TO DO:
Rewrite the records starting at the line that contains "of the insect." and ending at the line that contains "[97,147,124,163]", replacing "Examine" with "Inspect" and changing nothing else. Leave the pictures out of your answer.

* start LISTED RECORDS *

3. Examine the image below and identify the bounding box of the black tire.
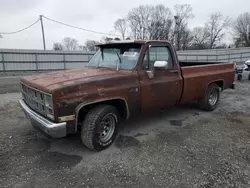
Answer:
[81,105,120,151]
[199,83,220,111]
[237,74,242,81]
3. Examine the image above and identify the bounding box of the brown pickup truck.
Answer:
[19,40,235,151]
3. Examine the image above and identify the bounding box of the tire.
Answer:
[81,105,120,151]
[237,74,242,81]
[199,83,220,111]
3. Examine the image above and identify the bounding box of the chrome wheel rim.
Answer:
[99,114,116,142]
[208,89,218,106]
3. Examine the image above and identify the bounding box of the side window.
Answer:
[142,46,173,70]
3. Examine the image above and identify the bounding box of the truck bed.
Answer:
[180,62,235,104]
[179,61,228,67]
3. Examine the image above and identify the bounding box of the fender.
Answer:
[75,97,130,132]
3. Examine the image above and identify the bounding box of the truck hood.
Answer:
[21,68,131,93]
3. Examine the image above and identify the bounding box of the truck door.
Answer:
[138,43,182,113]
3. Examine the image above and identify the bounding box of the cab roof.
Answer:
[96,40,170,46]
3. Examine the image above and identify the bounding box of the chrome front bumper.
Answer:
[19,99,67,138]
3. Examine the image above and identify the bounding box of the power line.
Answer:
[43,16,120,37]
[0,19,40,35]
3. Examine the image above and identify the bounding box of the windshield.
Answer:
[87,44,141,70]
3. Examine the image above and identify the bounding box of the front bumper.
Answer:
[19,99,67,138]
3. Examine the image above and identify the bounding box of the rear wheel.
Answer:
[199,83,220,111]
[81,105,120,151]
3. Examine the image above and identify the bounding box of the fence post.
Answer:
[35,53,38,72]
[63,53,66,70]
[1,51,6,72]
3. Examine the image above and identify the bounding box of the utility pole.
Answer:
[247,25,250,43]
[40,15,46,50]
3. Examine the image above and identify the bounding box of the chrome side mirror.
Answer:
[154,61,168,68]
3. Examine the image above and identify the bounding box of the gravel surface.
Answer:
[0,81,250,188]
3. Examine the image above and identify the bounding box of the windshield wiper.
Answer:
[116,52,122,71]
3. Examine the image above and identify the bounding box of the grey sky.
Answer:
[0,0,250,49]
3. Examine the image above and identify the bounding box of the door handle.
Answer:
[169,69,179,73]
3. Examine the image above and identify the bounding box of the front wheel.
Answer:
[199,83,220,111]
[81,105,120,151]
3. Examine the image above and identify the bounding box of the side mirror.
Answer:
[154,61,168,68]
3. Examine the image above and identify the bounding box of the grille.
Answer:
[21,84,53,118]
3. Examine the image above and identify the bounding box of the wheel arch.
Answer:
[75,97,130,132]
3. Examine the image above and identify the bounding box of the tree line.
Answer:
[53,4,250,51]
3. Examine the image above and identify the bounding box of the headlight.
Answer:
[44,95,54,119]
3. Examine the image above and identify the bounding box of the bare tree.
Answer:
[180,28,193,50]
[192,27,210,49]
[148,5,173,40]
[114,19,127,40]
[62,37,78,51]
[53,42,63,51]
[205,13,231,49]
[233,12,250,47]
[85,40,99,51]
[172,4,194,50]
[128,5,153,40]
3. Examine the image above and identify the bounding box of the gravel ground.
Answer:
[0,81,250,188]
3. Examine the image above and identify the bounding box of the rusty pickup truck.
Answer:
[19,40,235,151]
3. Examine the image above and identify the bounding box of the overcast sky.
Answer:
[0,0,250,49]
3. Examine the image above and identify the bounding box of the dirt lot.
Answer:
[0,81,250,188]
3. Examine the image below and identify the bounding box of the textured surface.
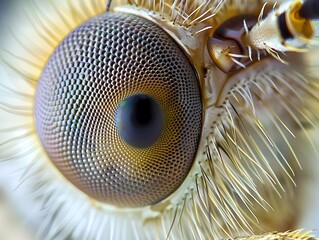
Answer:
[35,13,202,207]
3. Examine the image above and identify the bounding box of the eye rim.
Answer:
[35,13,202,207]
[1,0,319,240]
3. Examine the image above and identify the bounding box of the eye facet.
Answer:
[115,94,164,148]
[35,13,202,207]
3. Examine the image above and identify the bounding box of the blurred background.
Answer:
[0,0,319,240]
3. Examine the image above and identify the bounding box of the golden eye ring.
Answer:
[0,1,318,239]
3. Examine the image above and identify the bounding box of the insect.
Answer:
[0,0,319,239]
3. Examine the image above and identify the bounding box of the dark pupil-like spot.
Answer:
[115,94,164,148]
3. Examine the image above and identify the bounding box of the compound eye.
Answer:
[35,13,202,207]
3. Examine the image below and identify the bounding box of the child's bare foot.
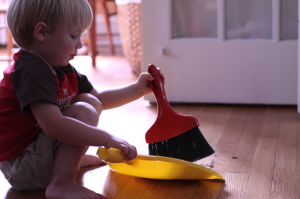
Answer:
[80,154,106,167]
[45,181,108,199]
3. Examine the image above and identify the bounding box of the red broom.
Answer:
[146,64,215,162]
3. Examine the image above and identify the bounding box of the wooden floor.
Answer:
[0,48,300,199]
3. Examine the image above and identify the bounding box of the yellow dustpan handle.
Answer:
[97,147,124,163]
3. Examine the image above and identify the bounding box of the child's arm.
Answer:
[30,101,136,160]
[91,72,164,110]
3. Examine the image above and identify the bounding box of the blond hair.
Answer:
[7,0,93,47]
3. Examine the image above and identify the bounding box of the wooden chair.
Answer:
[0,4,13,62]
[87,0,117,67]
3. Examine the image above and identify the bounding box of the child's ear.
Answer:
[33,22,47,42]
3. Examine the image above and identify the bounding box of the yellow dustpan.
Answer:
[97,147,224,181]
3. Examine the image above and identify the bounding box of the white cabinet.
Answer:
[141,0,298,104]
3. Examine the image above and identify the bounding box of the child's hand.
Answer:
[104,135,137,161]
[136,68,165,95]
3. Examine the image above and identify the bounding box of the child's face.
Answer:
[43,26,82,66]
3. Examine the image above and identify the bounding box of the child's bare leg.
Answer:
[71,93,106,167]
[46,98,106,199]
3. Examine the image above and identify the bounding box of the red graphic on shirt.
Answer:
[55,73,78,106]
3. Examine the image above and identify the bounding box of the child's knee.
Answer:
[71,93,103,116]
[63,102,99,126]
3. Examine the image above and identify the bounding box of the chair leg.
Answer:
[87,0,97,67]
[101,0,115,55]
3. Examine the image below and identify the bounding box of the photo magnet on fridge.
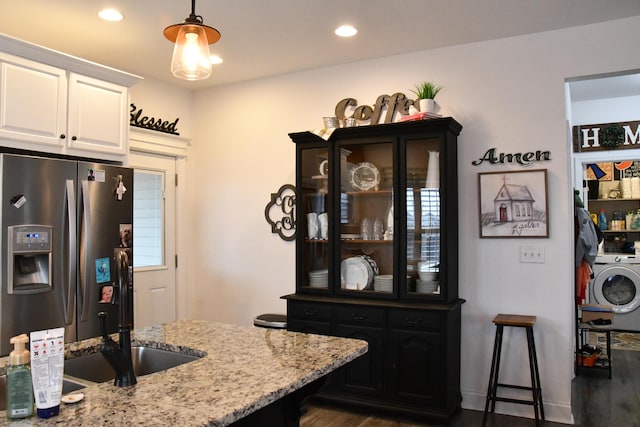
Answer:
[96,258,111,283]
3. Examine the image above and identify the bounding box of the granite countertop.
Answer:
[0,321,367,427]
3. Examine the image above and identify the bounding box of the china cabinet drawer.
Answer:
[288,302,331,321]
[335,305,385,326]
[389,310,442,330]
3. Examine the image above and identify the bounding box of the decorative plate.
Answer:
[349,162,380,191]
[340,256,373,291]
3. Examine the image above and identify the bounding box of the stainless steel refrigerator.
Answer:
[0,154,133,355]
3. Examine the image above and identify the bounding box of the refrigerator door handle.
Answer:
[79,179,91,321]
[65,179,77,325]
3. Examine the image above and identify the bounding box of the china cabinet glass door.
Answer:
[403,139,440,296]
[297,147,330,290]
[336,140,396,297]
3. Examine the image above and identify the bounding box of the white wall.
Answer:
[129,14,640,422]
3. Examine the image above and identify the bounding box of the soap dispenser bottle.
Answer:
[7,334,33,419]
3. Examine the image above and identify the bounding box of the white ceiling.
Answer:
[0,0,640,89]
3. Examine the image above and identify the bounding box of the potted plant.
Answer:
[412,82,442,113]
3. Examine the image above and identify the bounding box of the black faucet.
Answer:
[98,250,138,387]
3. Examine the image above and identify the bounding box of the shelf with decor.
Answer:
[283,118,464,418]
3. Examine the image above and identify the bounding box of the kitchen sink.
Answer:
[64,346,200,383]
[0,375,86,411]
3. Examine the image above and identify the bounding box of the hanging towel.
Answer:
[575,207,598,268]
[576,260,592,304]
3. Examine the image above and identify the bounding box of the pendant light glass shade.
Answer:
[164,0,220,80]
[171,25,211,80]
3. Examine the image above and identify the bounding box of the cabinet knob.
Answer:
[404,317,422,325]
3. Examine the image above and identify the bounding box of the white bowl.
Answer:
[418,271,439,282]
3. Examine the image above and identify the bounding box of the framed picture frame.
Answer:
[478,169,549,238]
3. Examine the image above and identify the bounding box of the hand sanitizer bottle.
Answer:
[7,334,33,419]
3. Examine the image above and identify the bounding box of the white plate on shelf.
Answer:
[349,162,380,191]
[340,256,373,291]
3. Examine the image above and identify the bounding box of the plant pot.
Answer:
[419,99,436,113]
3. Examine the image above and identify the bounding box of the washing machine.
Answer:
[589,254,640,331]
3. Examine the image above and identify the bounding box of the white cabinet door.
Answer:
[67,73,129,155]
[0,53,67,148]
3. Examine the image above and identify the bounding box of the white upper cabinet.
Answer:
[0,52,67,148]
[67,73,129,155]
[0,35,140,163]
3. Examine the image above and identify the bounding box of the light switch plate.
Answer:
[520,246,544,264]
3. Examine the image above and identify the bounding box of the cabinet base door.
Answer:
[327,325,384,397]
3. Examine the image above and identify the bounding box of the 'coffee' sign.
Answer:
[573,121,640,153]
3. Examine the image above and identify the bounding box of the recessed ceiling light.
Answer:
[98,9,123,22]
[335,25,358,37]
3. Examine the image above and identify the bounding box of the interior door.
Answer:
[129,153,176,327]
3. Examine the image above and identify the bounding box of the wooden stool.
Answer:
[482,314,544,426]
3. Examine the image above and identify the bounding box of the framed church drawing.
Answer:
[478,169,549,238]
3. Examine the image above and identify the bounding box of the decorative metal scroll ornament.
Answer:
[264,184,296,241]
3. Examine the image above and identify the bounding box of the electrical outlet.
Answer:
[520,246,544,264]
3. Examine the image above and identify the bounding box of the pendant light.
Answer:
[164,0,220,80]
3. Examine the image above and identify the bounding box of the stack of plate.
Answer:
[373,274,393,292]
[309,270,329,288]
[340,255,378,291]
[416,279,440,294]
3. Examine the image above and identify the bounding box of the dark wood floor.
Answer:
[300,350,640,427]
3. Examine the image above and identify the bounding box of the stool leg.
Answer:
[526,327,544,425]
[482,325,503,426]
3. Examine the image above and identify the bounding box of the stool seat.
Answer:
[253,313,287,329]
[482,314,544,426]
[493,314,536,328]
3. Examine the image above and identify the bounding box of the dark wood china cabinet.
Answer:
[283,118,464,418]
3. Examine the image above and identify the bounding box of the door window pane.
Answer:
[133,169,164,267]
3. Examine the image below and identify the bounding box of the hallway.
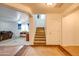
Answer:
[22,46,69,56]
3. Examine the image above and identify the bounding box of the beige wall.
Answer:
[29,17,36,45]
[46,14,61,45]
[62,10,79,45]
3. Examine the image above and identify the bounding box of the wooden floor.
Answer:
[0,45,79,56]
[0,46,24,56]
[22,46,69,56]
[63,46,79,56]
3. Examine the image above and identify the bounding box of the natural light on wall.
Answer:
[46,3,56,7]
[18,13,29,32]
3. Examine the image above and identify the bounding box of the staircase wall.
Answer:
[46,14,61,45]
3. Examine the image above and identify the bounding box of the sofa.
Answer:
[0,31,13,41]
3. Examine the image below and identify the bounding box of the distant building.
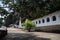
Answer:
[19,11,60,31]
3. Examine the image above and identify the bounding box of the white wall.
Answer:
[32,11,60,27]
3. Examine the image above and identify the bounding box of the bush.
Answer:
[24,19,35,32]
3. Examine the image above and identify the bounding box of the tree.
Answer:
[3,0,60,20]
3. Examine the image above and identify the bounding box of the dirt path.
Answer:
[2,28,60,40]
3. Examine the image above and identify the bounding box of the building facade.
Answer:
[32,11,60,31]
[19,11,60,31]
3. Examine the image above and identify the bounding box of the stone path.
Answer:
[1,28,60,40]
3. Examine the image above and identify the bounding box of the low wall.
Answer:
[36,25,60,31]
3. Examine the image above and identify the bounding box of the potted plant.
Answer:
[24,19,35,32]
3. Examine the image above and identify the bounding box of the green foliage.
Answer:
[24,19,35,30]
[3,0,60,22]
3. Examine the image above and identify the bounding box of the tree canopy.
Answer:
[3,0,60,25]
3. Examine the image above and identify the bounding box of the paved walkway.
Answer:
[1,28,60,40]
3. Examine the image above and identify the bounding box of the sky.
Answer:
[0,1,8,11]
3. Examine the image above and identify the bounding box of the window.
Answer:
[39,20,41,24]
[52,16,56,21]
[47,18,50,22]
[36,21,37,24]
[42,19,45,23]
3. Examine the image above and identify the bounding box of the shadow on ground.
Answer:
[0,33,51,40]
[35,30,60,34]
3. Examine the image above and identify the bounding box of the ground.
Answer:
[0,28,60,40]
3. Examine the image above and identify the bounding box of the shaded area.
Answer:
[35,30,60,34]
[0,33,51,40]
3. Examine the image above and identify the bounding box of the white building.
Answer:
[18,11,60,30]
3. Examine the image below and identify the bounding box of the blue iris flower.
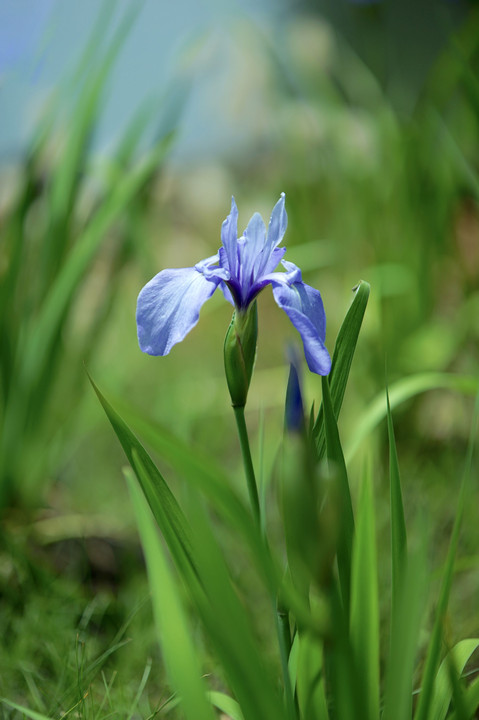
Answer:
[136,193,331,375]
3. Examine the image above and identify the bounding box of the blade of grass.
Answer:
[88,376,196,588]
[208,690,244,720]
[350,471,379,719]
[312,280,370,460]
[345,372,479,463]
[321,377,354,616]
[382,542,428,720]
[414,394,479,720]
[0,698,52,720]
[184,494,290,720]
[125,466,215,720]
[430,638,479,720]
[386,389,407,619]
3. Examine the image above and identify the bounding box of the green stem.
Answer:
[233,405,260,523]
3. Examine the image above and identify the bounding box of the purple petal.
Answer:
[221,197,238,276]
[136,268,222,355]
[268,193,288,249]
[240,213,266,297]
[271,278,331,375]
[220,282,235,307]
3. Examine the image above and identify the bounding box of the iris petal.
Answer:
[271,273,331,375]
[221,197,238,275]
[136,268,222,355]
[268,193,288,249]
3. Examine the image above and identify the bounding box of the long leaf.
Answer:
[89,376,196,576]
[345,372,479,463]
[382,542,428,720]
[321,377,354,615]
[386,390,407,618]
[125,464,218,720]
[430,638,479,720]
[414,394,479,720]
[350,471,379,719]
[312,280,370,460]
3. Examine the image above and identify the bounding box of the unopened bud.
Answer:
[224,300,258,407]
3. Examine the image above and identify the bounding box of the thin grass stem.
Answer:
[233,406,261,524]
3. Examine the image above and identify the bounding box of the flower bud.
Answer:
[224,300,258,407]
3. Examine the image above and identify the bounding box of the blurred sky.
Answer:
[0,0,469,163]
[0,0,287,162]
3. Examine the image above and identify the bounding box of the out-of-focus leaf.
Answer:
[414,393,479,720]
[430,638,479,720]
[345,372,479,463]
[386,391,407,617]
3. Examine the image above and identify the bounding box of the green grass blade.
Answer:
[414,394,479,720]
[450,678,479,720]
[313,280,370,460]
[90,378,196,576]
[430,638,479,720]
[24,138,169,390]
[321,377,354,615]
[125,464,215,720]
[345,372,479,463]
[386,390,407,618]
[382,542,428,720]
[0,698,52,720]
[350,472,379,719]
[115,400,279,594]
[208,691,244,720]
[184,494,289,720]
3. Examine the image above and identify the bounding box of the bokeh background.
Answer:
[0,0,479,717]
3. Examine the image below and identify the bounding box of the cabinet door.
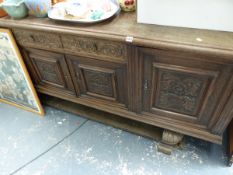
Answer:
[139,49,232,128]
[25,49,75,95]
[67,55,128,105]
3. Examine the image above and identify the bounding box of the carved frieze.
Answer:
[13,29,62,49]
[61,35,126,60]
[35,60,64,86]
[155,70,206,116]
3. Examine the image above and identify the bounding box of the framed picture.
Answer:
[0,29,44,116]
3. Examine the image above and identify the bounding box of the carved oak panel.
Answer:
[67,55,127,104]
[139,49,228,125]
[61,35,126,60]
[13,29,62,49]
[23,49,75,95]
[153,68,208,116]
[80,66,116,98]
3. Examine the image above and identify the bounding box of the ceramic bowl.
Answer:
[0,0,28,19]
[25,0,52,18]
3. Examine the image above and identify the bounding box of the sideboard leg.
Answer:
[158,129,183,155]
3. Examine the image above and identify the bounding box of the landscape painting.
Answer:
[0,29,44,115]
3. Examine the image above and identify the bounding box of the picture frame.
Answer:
[0,28,45,116]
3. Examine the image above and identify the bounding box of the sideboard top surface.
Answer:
[0,12,233,57]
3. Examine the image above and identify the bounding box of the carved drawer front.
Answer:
[139,50,232,127]
[23,49,75,94]
[13,29,62,49]
[67,56,127,104]
[61,35,126,60]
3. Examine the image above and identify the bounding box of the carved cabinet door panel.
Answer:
[66,55,127,105]
[138,49,233,129]
[24,49,75,96]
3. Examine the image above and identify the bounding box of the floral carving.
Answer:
[13,29,62,48]
[62,36,126,60]
[156,71,206,115]
[83,69,114,97]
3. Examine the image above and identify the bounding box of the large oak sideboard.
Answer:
[0,13,233,153]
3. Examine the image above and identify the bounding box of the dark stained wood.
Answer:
[66,55,128,106]
[139,49,233,133]
[228,120,233,166]
[0,13,233,60]
[0,13,233,146]
[24,48,75,96]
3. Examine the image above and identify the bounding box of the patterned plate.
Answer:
[48,0,120,23]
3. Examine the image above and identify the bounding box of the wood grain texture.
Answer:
[0,13,233,143]
[0,13,233,60]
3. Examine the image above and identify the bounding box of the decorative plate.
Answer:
[48,0,120,23]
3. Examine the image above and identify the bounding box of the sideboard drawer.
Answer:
[13,29,62,49]
[61,35,127,61]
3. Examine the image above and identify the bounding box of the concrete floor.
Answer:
[0,103,233,175]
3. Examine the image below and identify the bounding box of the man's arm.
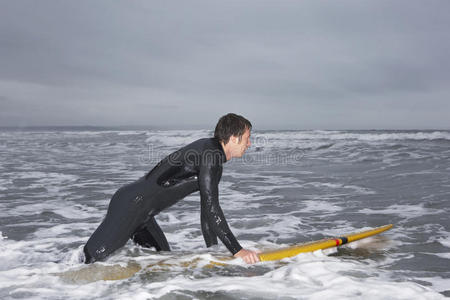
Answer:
[198,161,242,255]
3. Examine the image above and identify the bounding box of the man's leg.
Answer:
[133,216,170,251]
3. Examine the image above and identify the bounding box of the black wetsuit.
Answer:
[84,138,242,263]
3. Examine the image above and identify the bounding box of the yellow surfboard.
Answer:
[259,224,393,261]
[55,224,393,283]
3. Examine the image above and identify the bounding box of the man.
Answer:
[84,113,259,263]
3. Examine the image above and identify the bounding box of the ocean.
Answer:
[0,127,450,300]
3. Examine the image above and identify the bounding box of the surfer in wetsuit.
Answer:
[83,113,259,263]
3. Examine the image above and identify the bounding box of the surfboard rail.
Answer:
[259,224,393,261]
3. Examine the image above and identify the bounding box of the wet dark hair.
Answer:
[214,113,252,145]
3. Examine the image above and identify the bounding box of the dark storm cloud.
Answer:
[0,0,450,128]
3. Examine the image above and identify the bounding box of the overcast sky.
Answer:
[0,0,450,129]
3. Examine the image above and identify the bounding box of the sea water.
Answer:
[0,128,450,299]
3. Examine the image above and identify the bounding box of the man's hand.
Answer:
[234,248,261,264]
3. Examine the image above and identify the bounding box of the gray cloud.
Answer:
[0,0,450,129]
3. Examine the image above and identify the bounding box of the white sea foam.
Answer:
[359,204,442,219]
[258,130,450,141]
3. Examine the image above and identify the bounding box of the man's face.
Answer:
[231,129,251,157]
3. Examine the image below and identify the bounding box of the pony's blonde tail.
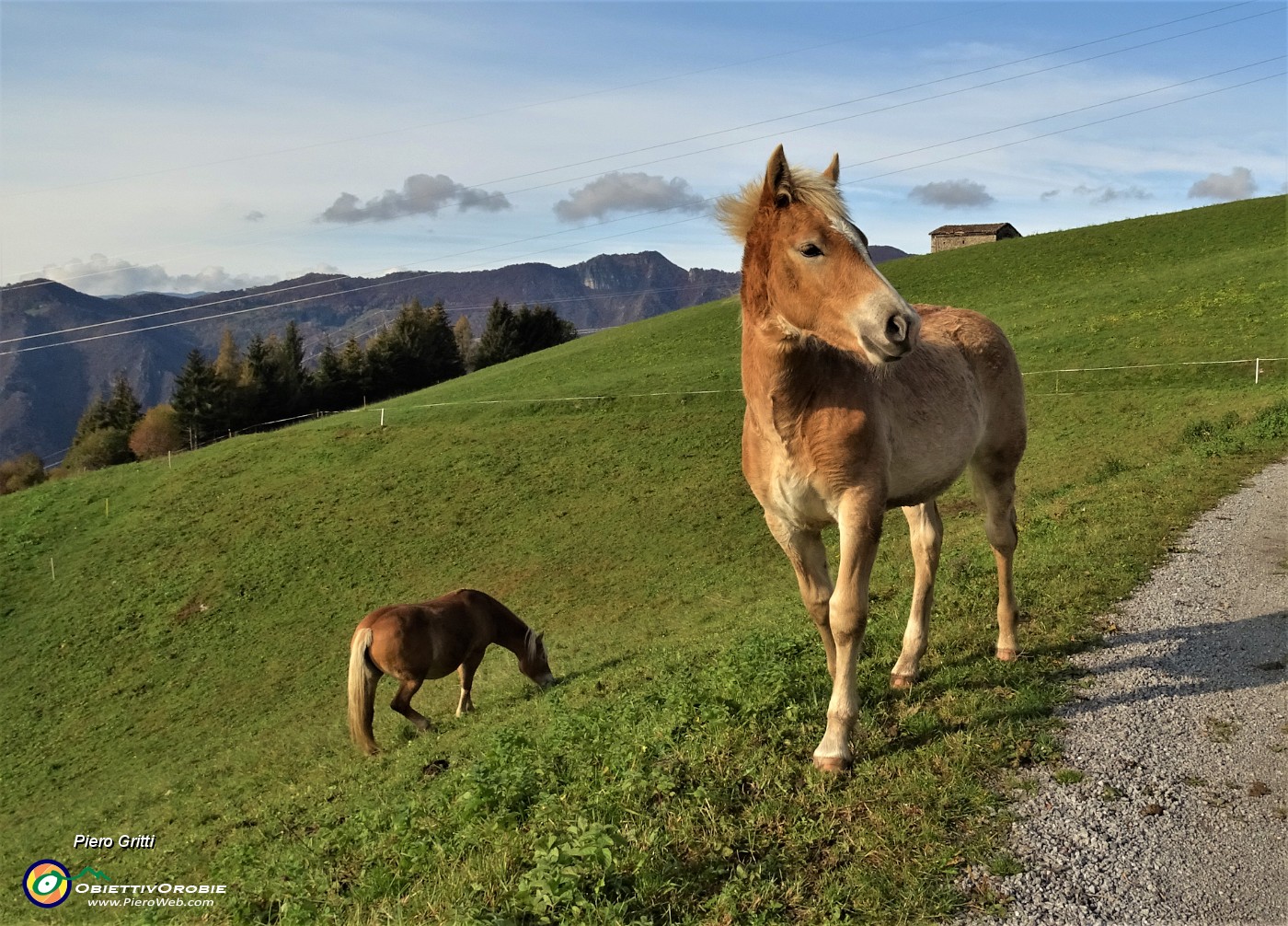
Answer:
[349,627,381,756]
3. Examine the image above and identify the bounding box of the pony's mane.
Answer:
[716,168,850,242]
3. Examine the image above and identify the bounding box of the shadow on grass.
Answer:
[1062,610,1288,716]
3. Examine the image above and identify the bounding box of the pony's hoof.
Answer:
[814,756,854,775]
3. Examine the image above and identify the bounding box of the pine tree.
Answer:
[474,299,521,370]
[104,371,143,434]
[452,316,474,370]
[340,335,371,409]
[514,306,577,354]
[313,335,345,412]
[170,349,222,447]
[273,318,309,417]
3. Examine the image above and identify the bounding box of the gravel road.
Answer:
[967,460,1288,926]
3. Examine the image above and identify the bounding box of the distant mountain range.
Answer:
[0,246,904,465]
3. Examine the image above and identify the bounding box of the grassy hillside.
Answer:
[0,197,1288,923]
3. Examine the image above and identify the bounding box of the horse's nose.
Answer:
[886,312,908,344]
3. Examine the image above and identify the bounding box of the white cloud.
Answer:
[318,174,512,224]
[555,171,707,222]
[1073,184,1154,203]
[29,254,282,296]
[1189,168,1257,203]
[908,179,995,209]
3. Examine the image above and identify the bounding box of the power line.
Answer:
[2,0,1278,289]
[0,55,1284,357]
[0,0,999,200]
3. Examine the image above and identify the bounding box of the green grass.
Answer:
[7,197,1288,923]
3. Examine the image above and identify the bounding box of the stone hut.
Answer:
[930,222,1023,254]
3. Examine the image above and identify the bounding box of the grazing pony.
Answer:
[716,145,1027,771]
[349,588,554,755]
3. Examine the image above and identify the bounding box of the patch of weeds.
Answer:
[1248,399,1288,441]
[1052,769,1087,784]
[1203,717,1239,743]
[1089,456,1131,483]
[487,819,644,923]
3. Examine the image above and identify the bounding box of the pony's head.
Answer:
[716,145,921,365]
[519,630,555,688]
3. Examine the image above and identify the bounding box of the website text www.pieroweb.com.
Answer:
[22,833,228,909]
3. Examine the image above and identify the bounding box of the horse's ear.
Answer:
[761,145,792,206]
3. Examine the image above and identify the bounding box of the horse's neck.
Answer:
[742,317,866,439]
[490,601,528,658]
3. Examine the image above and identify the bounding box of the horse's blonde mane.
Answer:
[716,168,850,242]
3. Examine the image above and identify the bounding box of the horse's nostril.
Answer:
[886,313,908,344]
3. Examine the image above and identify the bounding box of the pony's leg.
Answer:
[890,498,944,688]
[456,653,483,717]
[976,469,1020,661]
[765,511,836,678]
[389,678,429,733]
[814,492,885,771]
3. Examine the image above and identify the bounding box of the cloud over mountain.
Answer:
[1189,168,1257,203]
[555,171,707,222]
[21,254,281,296]
[908,179,995,209]
[1073,184,1154,204]
[318,174,512,224]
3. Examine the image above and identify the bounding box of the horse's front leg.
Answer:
[389,678,431,733]
[765,511,836,678]
[814,492,885,771]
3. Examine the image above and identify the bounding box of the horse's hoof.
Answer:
[814,756,854,775]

* end LISTED RECORDS *

WORKED ANSWER:
3. Inspect the image above and identify the bounding box of the insect.
Answer:
[0,0,319,239]
3. Inspect the image above and identify the bounding box of the dark pupil-like spot.
Answer:
[115,94,164,148]
3. Inspect the image above and identify the bounding box of the compound eye.
Answer:
[35,13,202,207]
3. Inspect the image below and identify the bounding box of the child's bare foot.
Answer:
[80,154,106,167]
[45,181,108,199]
3. Inspect the image above and identify the bounding box of the red broom.
Answer:
[146,64,215,162]
3. Inspect the image above and identify the bounding box of the wooden floor.
Answer:
[0,48,300,199]
3. Inspect the image above and identify the bounding box of the yellow dustpan handle.
Answer:
[97,147,124,163]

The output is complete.